Extract:
I had a front row seat last Friday at the leadership convention in Louisville, Kentucky, and listened live leadership guru Orrin Woodward talking about the Joshua Bell experience in the context of building the LIFE business through compensated communities.

Arriving home last night after a 20 hours driving, having fun,  and CD’s listening, with some friends and teammates, I made some online research about Joshua Bell to better understand the ideas conveyed by Orrin Woodward, a New York Times best selling author who will be releasing a new book  with professor Oliver DeMille called LeaderShift on April 16. Here is  a segment of what I read from a google search:

For 45 minutes on the morning of January 12, 2007, concert violinist Joshua Bell stood incognito on a Washington, D.C. subway platform and performed classical music for passersby. Video and audio of the performance are available on the Washington Post website.

“No one knew it,” explained Washington Post reporter Gene Weingarten several months after the event, “but the fiddler standing against a bare wall outside the Metro in an indoor arcade at the top of the escalators was one of the finest classical musicians in the world, playing some of the most elegant music ever written on one of the most valuable violins ever made.” Weingarted came up with the experiment to see how ordinary people would react.

And how did they react? For the most part, not at all. More than a thousand people entered the Metro station as Bell worked his way through a set list of classical masterpieces, but only a few stopped to listen. Some dropped money in his open violin case (for a total of about $27), but most never even stopped to look, Weingarten wrote.

Exercise A: In the Joshua Bell post, about how much money did passersby leave in Bell's open violin case?
Exercise B: Retype the passage of the Joshua Bell post between "Arriving home last" and "on the Washington Post website.", inclusive.

Raw data:
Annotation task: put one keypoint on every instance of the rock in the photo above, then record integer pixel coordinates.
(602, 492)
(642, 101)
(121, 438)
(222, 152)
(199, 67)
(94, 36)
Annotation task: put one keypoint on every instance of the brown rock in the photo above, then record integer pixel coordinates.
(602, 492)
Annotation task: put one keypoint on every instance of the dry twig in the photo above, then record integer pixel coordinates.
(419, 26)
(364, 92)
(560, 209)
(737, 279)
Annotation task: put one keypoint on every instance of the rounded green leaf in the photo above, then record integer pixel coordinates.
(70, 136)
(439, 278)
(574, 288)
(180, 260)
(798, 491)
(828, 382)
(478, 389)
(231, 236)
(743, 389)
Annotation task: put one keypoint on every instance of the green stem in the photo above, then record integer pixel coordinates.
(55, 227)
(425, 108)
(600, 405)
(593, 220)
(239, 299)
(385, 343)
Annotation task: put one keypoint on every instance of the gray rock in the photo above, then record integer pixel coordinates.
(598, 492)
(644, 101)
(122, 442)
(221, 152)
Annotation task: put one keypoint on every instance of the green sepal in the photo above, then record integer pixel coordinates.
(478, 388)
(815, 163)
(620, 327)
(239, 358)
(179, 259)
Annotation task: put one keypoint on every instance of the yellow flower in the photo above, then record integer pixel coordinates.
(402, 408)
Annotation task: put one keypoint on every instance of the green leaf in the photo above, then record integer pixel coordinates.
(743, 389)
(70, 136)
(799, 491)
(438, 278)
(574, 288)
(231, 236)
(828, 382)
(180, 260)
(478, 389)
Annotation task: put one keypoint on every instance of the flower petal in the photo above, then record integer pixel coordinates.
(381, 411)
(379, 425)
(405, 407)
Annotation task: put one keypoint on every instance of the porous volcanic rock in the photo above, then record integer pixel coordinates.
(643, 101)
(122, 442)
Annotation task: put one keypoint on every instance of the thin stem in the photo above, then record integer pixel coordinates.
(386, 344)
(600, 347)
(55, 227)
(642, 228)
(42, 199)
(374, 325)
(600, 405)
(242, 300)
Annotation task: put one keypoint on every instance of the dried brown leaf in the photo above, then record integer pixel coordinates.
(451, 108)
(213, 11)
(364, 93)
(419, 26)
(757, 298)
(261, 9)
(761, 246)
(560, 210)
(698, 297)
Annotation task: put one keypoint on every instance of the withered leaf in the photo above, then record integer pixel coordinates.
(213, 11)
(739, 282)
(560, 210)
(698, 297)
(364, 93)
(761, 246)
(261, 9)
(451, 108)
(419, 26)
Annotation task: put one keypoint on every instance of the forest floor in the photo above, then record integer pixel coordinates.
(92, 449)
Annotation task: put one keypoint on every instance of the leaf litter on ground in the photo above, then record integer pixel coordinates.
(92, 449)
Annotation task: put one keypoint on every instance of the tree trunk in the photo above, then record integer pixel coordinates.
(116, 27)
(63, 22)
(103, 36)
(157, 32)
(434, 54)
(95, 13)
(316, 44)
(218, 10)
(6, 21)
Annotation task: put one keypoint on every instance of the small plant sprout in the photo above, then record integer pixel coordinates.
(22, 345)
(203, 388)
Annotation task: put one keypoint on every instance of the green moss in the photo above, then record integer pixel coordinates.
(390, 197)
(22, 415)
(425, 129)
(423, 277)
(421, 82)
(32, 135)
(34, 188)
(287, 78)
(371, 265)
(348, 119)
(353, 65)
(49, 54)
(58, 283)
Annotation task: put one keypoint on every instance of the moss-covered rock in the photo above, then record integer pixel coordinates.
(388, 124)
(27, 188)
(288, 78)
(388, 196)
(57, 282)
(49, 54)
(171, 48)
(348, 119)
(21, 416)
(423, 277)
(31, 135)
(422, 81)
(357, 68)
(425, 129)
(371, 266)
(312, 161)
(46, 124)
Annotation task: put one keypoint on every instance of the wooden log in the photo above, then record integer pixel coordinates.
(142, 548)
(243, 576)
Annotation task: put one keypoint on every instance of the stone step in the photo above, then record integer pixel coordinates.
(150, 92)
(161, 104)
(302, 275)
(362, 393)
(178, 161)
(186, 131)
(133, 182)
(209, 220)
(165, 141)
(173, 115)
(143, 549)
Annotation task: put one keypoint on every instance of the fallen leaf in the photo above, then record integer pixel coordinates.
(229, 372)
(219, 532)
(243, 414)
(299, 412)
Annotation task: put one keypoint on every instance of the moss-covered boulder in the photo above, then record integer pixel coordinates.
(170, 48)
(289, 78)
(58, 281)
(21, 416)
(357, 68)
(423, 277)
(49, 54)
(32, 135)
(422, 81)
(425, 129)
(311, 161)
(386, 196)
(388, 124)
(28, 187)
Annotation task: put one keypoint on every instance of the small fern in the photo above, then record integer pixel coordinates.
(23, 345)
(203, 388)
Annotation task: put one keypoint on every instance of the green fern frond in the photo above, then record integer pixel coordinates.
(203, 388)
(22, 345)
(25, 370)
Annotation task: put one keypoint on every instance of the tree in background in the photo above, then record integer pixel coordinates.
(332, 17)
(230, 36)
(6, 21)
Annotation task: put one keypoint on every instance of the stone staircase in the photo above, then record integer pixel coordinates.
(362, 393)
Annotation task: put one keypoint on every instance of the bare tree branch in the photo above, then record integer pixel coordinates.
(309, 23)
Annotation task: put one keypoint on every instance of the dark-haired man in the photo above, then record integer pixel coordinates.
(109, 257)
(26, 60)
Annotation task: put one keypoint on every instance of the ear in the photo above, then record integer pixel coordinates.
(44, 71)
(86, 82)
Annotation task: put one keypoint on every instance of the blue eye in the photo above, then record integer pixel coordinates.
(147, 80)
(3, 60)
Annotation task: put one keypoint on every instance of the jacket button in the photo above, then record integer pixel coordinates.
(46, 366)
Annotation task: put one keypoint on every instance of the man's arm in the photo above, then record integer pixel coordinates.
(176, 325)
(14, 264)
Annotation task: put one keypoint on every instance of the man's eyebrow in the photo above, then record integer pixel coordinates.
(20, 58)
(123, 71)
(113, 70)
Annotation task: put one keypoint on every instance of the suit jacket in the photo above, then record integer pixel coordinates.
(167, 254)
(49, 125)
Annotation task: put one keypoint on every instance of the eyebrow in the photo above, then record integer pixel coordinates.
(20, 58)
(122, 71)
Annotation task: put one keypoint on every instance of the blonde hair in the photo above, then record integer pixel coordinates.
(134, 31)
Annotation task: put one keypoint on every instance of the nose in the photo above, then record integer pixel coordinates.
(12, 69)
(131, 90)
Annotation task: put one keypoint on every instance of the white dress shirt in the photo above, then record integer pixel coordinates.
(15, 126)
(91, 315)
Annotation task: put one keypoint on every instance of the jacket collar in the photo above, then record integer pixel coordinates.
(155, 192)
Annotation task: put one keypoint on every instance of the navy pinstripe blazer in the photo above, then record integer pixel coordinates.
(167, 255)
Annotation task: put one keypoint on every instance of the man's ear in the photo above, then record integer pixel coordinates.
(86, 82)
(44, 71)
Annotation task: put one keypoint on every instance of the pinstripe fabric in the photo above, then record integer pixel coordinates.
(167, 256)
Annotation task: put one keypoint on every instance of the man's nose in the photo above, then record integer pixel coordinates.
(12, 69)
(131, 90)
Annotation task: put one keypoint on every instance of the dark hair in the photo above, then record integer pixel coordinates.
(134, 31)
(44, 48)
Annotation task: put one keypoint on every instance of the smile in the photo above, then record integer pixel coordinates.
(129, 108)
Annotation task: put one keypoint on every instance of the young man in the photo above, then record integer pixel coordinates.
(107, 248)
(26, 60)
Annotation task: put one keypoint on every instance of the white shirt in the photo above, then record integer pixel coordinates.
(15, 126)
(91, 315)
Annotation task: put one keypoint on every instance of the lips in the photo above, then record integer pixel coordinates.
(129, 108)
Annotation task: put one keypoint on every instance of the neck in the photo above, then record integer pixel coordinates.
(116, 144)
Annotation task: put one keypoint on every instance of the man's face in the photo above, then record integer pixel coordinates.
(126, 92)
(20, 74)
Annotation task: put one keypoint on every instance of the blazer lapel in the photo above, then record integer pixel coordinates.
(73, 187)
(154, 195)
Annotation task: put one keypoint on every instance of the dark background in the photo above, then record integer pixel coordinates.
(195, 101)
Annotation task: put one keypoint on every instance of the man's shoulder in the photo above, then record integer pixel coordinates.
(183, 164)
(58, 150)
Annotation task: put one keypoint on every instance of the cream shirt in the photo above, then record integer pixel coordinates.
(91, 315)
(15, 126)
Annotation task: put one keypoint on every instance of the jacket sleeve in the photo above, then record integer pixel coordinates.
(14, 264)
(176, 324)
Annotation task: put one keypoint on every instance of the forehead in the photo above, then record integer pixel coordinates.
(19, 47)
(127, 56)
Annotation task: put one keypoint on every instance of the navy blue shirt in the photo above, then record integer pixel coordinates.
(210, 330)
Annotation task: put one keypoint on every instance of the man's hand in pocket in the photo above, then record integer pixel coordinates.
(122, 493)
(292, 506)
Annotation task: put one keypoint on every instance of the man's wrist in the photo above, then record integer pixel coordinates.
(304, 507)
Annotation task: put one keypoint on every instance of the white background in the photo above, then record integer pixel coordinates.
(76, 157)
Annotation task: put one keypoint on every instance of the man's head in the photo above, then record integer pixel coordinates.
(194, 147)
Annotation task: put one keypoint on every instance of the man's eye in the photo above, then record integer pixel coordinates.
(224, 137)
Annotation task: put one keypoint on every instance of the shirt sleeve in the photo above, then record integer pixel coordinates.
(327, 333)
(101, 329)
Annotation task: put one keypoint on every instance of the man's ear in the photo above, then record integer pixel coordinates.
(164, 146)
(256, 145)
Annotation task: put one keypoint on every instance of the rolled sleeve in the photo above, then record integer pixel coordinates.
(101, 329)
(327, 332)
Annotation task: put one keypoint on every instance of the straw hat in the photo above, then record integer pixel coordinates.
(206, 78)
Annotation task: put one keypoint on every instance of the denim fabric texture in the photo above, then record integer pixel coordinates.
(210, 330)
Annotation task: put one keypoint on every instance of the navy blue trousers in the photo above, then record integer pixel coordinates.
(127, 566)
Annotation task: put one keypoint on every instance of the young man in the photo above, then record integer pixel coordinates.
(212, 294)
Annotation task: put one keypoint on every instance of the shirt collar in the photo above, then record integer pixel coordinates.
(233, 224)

Answer area A: About $27.

Answer area B:
Arriving home last night after a 20 hours driving, having fun,  and CD’s listening, with some friends and teammates, I made some online research about Joshua Bell to better understand the ideas conveyed by Orrin Woodward, a New York Times best selling author who will be releasing a new book  with professor Oliver DeMille called LeaderShift on April 16. Here is  a segment of what I read from a google search:

For 45 minutes on the morning of January 12, 2007, concert violinist Joshua Bell stood incognito on a Washington, D.C. subway platform and performed classical music for passersby. Video and audio of the performance are available on the Washington Post website.